→ TEXT EXCERPT:
▽
Building on a combination of their findings plus landmark research from other distinguished economists, the event will kick-start a discussion on the politics of growth. In so doing, it seeks to provide actionable levers and policy recommendations for countries seeking to grow, transform and escape the poverty trap.

Biographies:

Tim Kelsall is a Research Fellow at the Overseas Development Institute in London, who specialises in political economy analysis and political anthropology, and has interests in governance, democracy, transitional justice, economic growth, education and health. He has worked in several developing countries, including Tanzania, Sierra Leone and Cambodia. He recently co-authored a chapter with Seiha Heng on unbalanced growth and hybrid political settlements in Cambodia in Deals and Development: The Political Dynamics of Growth Episodes. He holds a BA from the University of Oxford and an MA and PhD from the School of Oriental and African Studies.

Kunal Sen is Professor of Development Economics and Policy and Joint Research Director, Effective States and Inclusive Development (ESID) Research Centre at The University of Manchester. Prior to joining The University of Manchester, he was a member of faculty in the University of East Anglia in the UK, Massey University in New Zealand, the Australian National University, and the Indira Gandhi Institute of Development Research in India. Kunal’s principal areas of research are economic growth, macroeconomics, international trade, and the analysis of poverty and social exclusion. In November 2017 he published Deals and Development: The Political Dynamics of Growth Episodes. Co-edited by Lant Pritchett and Eric Werker, this book provides a novel framework for understanding how growth episodes emerge and when growth is maintained for a sustained period.
△
Recorded data:
▽
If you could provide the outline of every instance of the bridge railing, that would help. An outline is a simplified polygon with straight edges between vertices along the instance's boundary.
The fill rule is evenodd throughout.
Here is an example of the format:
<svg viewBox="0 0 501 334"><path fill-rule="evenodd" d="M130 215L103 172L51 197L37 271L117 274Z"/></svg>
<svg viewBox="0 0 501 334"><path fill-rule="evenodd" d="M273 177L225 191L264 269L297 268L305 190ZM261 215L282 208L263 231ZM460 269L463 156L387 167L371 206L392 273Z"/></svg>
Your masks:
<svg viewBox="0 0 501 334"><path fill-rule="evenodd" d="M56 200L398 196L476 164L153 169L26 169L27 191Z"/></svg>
△
▽
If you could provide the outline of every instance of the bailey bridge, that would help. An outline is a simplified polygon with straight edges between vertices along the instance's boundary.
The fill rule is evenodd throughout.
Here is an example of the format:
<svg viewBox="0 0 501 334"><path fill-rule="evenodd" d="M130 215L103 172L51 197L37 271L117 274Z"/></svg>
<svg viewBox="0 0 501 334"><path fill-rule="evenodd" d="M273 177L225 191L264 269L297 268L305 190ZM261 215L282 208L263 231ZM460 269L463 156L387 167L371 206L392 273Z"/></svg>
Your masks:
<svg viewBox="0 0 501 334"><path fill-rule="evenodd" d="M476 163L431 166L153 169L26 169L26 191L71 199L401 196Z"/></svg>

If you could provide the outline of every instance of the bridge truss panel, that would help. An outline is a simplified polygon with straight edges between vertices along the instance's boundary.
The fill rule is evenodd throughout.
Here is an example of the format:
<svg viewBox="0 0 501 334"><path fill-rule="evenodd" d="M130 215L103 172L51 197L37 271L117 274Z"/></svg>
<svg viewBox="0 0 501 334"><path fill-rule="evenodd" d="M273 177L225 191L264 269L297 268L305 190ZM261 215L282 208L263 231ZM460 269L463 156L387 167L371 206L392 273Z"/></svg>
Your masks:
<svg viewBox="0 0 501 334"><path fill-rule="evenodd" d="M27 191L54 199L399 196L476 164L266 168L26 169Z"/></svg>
△
▽
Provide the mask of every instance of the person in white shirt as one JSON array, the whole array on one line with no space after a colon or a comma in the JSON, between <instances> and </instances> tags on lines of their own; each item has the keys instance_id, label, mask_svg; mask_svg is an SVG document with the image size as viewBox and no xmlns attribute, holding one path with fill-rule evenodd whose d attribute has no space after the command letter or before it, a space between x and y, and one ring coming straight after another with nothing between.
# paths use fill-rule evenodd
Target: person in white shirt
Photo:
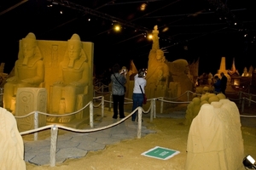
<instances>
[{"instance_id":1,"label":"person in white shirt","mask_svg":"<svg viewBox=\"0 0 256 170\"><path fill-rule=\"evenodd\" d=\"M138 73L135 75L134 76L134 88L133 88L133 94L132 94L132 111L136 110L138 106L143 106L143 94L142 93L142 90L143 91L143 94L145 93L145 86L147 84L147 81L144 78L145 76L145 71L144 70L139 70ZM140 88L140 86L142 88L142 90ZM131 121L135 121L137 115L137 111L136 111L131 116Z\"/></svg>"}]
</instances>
△
→ WHAT NEEDS TO BE DONE: Please update the excerpt about the growth event, starting with "Kunal Sen is Professor" and going on through "a sustained period.", replacing "Professor" with "Reader".

→ TASK SOLUTION:
Kunal Sen is Reader of Development Economics and Policy and Joint Research Director, Effective States and Inclusive Development (ESID) Research Centre at The University of Manchester. Prior to joining The University of Manchester, he was a member of faculty in the University of East Anglia in the UK, Massey University in New Zealand, the Australian National University, and the Indira Gandhi Institute of Development Research in India. Kunal’s principal areas of research are economic growth, macroeconomics, international trade, and the analysis of poverty and social exclusion. In November 2017 he published Deals and Development: The Political Dynamics of Growth Episodes. Co-edited by Lant Pritchett and Eric Werker, this book provides a novel framework for understanding how growth episodes emerge and when growth is maintained for a sustained period.